### Work to complete:
In the Ashes cricket report, what injury puts Ponting's place in the Melbourne match in doubt?

Patience may be required in far greater reserves at the cauldron-like Melbourne Cricket Ground, where officials are talking up the possibility of a record Ashes crowd of over 90,000 for the first day on December 26.
Wickets trickled like a leaky tap on Perth’s sometimes mischievous wicket, but the MCG’s tracks tend to be far more lifeless and Australia’s lack of a quality spinner could prove telling should the pitch wear late in the Test.
The untried spinner Michael Beer was left out for Perth but was named again in Australia’s 12-man squad for Melbourne.
“As for every game, we need to pick our best four bowlers for the conditions,” said Ponting.
“Beer wasn’t picked to bowl here (Perth), he was picked as our best spinner.”
“Whether he plays or not will depend on what the wicket looks like a couple of days before the game.”
Ponting’s endorsement of Beer, who has a handful of first-class matches to his name and an average of around 40, underlines the dearth of spinning talent since the retirement of leg-spinner great Shane Warne.
Beer’s selection has also come as discarded spinner Nathan Hauritz, who boasts 63 Test wickets with a handy average of around 35, has struck two centuries in successive Sheffield Shield matches.
Should Australia go with their pace quartet again, 21-year-old all-rounder Steve Smith may face a baptism of fire bowling leg-spin against England’s batsmen, who would find it hard to do worse than in Perth.
Australia’s Test win also glossed over their brittle top order, who failed twice at the WACA. Deep question marks hover over the form of 22-year-old Phillip Hughes, Michael Clarke and Ponting, whose participation in Melbourne is in doubt because of a broken little finger.
Ponting said he would leave the decision until the morning before the Test, if necessary.
“I’m not going to be silly and put myself ahead of the team especially in such an important game.”

### Given entries:

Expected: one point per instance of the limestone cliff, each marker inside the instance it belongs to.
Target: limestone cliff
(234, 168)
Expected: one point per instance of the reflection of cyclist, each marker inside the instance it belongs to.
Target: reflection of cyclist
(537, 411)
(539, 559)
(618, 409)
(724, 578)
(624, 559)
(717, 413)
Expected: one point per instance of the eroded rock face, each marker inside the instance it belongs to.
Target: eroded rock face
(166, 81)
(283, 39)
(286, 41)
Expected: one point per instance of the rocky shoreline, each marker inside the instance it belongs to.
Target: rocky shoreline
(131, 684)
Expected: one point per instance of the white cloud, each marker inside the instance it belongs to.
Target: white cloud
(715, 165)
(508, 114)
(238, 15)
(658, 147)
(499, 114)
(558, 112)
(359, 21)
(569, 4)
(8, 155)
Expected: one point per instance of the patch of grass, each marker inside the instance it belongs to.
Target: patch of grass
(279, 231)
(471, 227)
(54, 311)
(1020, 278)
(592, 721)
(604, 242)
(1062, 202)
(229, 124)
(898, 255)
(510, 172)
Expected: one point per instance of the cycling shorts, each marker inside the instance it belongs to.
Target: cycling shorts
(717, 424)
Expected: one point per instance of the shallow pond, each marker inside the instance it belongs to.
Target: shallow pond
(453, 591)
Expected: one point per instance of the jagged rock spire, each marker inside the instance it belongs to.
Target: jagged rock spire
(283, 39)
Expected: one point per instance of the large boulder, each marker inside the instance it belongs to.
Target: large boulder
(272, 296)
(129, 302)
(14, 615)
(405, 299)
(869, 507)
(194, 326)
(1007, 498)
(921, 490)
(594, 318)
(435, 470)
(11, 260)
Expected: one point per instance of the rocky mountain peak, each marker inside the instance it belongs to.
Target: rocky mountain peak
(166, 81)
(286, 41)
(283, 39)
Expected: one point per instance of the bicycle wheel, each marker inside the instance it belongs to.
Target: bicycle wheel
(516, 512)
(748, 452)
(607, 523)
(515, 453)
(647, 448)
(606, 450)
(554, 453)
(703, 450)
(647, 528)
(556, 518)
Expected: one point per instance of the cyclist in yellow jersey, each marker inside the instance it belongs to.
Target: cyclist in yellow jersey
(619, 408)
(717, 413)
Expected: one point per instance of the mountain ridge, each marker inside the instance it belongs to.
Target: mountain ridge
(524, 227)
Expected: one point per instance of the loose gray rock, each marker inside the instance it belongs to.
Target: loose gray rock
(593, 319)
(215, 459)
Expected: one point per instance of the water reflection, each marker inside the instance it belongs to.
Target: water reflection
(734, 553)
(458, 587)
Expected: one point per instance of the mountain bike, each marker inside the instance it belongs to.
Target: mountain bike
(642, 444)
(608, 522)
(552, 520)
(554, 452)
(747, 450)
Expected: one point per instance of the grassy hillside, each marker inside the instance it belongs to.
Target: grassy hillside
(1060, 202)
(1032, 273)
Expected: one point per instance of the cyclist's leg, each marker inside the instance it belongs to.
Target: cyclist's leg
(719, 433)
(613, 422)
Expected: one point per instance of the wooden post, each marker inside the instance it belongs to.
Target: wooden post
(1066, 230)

### Task output:
A broken little finger.